Pull out every line of the data that contains the word "black".

## Begin

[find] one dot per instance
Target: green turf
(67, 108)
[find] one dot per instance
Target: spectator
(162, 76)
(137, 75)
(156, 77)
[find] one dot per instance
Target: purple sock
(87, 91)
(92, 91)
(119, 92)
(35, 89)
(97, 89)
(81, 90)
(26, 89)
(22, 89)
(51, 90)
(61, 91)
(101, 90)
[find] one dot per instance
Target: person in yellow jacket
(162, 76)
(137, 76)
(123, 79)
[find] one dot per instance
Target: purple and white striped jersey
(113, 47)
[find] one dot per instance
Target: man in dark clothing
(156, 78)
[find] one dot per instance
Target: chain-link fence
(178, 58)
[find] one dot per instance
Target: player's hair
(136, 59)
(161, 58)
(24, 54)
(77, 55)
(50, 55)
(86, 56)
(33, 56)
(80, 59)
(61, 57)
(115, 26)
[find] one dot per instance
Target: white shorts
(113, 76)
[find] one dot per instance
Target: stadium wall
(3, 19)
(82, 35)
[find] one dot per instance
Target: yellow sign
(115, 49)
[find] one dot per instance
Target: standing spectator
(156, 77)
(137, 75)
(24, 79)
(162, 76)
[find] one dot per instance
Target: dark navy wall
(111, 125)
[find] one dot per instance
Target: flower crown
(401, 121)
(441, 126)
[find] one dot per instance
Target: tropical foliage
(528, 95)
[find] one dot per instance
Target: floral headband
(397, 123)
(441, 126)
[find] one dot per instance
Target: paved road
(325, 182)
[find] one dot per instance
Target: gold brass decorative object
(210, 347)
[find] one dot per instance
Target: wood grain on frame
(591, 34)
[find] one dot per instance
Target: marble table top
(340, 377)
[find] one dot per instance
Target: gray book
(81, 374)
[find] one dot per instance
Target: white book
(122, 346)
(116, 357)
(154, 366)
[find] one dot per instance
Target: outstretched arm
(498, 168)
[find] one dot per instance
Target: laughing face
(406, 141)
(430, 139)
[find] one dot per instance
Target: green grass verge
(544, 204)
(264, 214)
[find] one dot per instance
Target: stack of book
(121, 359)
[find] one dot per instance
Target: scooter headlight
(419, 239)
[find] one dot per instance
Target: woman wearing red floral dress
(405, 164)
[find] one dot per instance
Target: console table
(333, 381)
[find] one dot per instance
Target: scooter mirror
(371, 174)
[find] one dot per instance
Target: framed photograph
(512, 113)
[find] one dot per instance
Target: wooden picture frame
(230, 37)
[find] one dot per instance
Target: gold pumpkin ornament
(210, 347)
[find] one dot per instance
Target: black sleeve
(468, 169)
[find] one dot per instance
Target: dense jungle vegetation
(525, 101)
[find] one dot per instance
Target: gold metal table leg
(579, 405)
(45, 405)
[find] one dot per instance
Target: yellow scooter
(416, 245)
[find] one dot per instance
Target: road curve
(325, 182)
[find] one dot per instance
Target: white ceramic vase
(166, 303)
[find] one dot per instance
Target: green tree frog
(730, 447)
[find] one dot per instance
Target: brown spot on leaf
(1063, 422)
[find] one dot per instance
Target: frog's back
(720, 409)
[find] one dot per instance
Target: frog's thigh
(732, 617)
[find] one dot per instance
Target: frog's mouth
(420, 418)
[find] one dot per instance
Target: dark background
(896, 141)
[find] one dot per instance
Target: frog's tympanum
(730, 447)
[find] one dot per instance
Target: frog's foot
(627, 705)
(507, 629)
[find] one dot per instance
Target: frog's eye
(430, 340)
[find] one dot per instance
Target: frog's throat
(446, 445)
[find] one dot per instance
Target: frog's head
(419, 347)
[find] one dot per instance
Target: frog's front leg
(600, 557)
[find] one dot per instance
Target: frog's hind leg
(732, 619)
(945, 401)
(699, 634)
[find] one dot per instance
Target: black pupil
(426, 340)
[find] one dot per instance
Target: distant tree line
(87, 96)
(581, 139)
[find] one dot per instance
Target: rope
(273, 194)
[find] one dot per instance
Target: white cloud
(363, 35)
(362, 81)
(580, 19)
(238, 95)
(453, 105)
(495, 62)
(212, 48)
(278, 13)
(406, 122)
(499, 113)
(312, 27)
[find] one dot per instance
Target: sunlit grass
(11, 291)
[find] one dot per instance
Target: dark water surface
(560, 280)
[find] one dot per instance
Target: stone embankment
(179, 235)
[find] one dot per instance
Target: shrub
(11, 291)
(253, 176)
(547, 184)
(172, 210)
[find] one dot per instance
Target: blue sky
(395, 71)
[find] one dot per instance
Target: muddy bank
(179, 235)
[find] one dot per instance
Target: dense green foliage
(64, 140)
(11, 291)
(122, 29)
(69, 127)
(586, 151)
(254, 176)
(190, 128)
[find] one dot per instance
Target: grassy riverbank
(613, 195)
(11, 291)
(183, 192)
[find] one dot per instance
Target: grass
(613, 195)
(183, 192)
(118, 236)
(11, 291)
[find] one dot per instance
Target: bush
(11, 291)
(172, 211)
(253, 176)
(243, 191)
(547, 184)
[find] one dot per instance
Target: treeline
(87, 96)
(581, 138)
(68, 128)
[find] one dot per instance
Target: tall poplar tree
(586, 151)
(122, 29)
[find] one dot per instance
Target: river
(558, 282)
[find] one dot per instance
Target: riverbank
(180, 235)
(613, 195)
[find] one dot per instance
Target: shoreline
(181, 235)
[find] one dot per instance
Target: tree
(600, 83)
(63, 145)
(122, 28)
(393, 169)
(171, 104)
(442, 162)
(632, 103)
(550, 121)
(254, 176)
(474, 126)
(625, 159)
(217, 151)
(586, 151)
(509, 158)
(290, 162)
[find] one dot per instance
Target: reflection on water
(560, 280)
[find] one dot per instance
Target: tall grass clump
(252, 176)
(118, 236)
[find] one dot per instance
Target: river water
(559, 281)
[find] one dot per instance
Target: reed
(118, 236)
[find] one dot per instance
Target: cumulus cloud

## End

* PROBLEM SOLUTION:
Target: black sleeve
Target: black pupil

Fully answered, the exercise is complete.